Фрагмент документа:
•••

Если философия есть научное образование мировоззре­ния, то тогда тут же падает и разделение «научной фило­софии» и «философии мировоззрения». Обе имеют свою сущность в одном, так что предельно приобретает собствен­ный вес мировоззренческая задача. Таково, кажется, так же и мнение Канта, который поставил на новый базис [сам] научный характер философии. Нам нужно только вспом­нить исполненное им во введении в «Логику» деление меж­ду философией по школьному понятию (Schulbegriff) и философией по мировому понятию (Weltbegriff)31. Тем са­мым мы обращаемся к часто и охотно приводимому деле­нию Канта, которое, по-видимому, может служить доводом за разделение научной философии и философии мировоз­зрения, точнее, за то, что даже Кант, для которого именно научность философии стояла в центре интереса, постига­ет саму философию как философию мировоззрения.

•••

Поставленная задача 1:
В каком тексте Кант провел деление между философией по школьному понятию и философией по мировому понятию, согласно фрагменту о философии и мировоззрении?
Поставленная задача 2:
Определите, согласуются ли с фрагментом о философии и мировоззрении следующие утверждения, и для каждого ответьте «да» или «нет», дословно приведя решающие слова фрагмента: (a) если философия есть научное образование мировоззрения, разделение научной философии и философии мировоззрения отпадает; (b) для Канта в центре интереса стояла историчность философии; (c) Кант поставил научный характер философии на новый базис.
Поставленная задача 3:
Изложите фрагмент о философии и мировоззрении в двух предложениях.

Данные:
•••

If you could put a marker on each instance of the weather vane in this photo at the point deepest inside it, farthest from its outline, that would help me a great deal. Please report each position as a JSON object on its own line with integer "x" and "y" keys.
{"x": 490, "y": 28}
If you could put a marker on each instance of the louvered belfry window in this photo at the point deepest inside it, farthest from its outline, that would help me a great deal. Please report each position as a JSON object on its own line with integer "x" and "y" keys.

•••

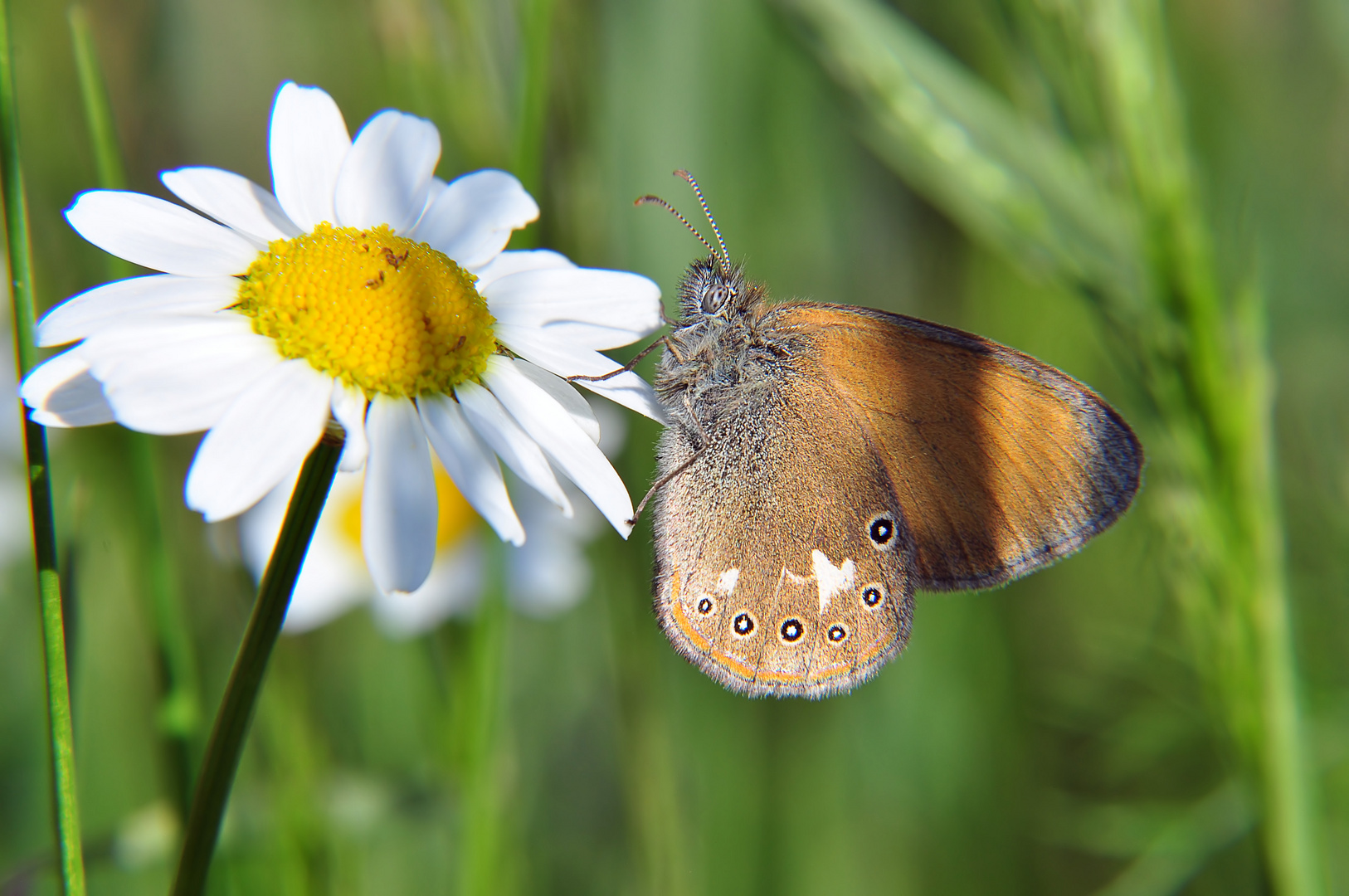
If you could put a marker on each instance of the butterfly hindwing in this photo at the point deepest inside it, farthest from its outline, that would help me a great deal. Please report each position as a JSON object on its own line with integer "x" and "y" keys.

•••

Полный ответ 1:
Во введении в «Логику».

Полный ответ 2:
(a) Да: «то тогда тут же падает и разделение».
(b) Нет: «именно научность философии стояла в центре интереса».
(c) Да: «поставил на новый базис [сам] научный характер философии».

Полный ответ 3:
Если философия есть научное образование мировоззрения, то разделение научной философии и философии мировоззрения отпадает, а мировоззренческая задача приобретает собственный вес. Таково, по-видимому, и мнение Канта, чье деление философии по школьному и по мировому понятию часто приводят как довод за то, что даже он постигает философию как философию мировоззрения.